RECORD LIST ::
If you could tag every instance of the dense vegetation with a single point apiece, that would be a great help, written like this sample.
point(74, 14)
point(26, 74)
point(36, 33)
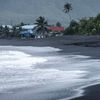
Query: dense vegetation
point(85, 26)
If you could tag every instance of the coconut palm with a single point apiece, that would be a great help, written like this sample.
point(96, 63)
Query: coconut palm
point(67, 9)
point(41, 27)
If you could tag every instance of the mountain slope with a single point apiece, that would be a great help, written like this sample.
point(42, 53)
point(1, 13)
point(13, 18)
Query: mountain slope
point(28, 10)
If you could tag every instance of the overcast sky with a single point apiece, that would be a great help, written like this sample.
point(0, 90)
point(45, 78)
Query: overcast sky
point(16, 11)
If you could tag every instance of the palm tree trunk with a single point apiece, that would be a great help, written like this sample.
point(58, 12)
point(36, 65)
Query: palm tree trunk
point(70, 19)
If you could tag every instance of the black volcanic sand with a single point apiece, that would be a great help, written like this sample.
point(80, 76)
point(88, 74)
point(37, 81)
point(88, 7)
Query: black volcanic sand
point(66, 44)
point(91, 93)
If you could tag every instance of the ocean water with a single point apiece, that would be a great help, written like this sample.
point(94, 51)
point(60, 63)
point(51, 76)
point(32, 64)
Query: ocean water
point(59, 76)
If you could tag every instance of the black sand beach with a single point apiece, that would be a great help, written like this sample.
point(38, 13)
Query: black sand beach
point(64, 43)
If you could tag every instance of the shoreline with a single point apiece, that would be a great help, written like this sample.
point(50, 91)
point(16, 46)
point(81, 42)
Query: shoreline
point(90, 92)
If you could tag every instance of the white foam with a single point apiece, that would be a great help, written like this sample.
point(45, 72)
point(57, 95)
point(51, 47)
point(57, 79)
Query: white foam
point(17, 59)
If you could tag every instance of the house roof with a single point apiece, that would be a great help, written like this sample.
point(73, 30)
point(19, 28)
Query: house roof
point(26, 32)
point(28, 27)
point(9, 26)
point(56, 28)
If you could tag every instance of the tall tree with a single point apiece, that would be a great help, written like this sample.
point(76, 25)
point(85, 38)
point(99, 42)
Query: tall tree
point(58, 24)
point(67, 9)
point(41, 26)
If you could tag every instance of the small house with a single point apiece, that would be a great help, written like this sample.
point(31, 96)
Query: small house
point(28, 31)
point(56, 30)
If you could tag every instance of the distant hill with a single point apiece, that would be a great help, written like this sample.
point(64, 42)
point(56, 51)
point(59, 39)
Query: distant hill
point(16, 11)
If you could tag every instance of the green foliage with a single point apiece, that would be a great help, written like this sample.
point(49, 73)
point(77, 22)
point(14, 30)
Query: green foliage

...

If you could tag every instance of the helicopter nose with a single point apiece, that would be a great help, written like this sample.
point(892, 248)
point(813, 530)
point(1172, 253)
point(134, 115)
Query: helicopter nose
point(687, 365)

* * *

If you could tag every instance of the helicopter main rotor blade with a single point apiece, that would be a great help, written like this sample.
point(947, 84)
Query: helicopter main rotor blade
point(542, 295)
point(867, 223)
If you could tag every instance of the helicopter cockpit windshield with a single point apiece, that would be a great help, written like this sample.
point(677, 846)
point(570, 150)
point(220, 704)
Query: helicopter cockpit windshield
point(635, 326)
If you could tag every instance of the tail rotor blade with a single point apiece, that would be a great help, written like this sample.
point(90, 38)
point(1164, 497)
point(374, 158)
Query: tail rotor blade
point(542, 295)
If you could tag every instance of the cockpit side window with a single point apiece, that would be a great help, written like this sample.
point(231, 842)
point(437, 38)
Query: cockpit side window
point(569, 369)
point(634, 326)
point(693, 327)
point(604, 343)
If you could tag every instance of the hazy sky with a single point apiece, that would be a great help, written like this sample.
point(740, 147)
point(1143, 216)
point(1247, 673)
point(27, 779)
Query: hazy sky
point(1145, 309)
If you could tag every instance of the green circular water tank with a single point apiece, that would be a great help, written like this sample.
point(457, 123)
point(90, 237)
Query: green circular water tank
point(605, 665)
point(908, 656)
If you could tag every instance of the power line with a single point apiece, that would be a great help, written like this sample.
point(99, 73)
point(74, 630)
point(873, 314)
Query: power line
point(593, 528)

WHAT THIS TASK INVOLVES :: Reproduce the listing from the line containing "If you could tag every instance of the white" up to and including the line containing "point(17, 59)", substituting "sea spray" for "white foam" and leaving everything else unchanged. Give only those lines.

TASK ANSWER ::
If you could tag every instance of the sea spray with a single point apiece, that would be a great help, written like this sample.
point(45, 72)
point(57, 95)
point(51, 47)
point(57, 79)
Query: sea spray
point(17, 59)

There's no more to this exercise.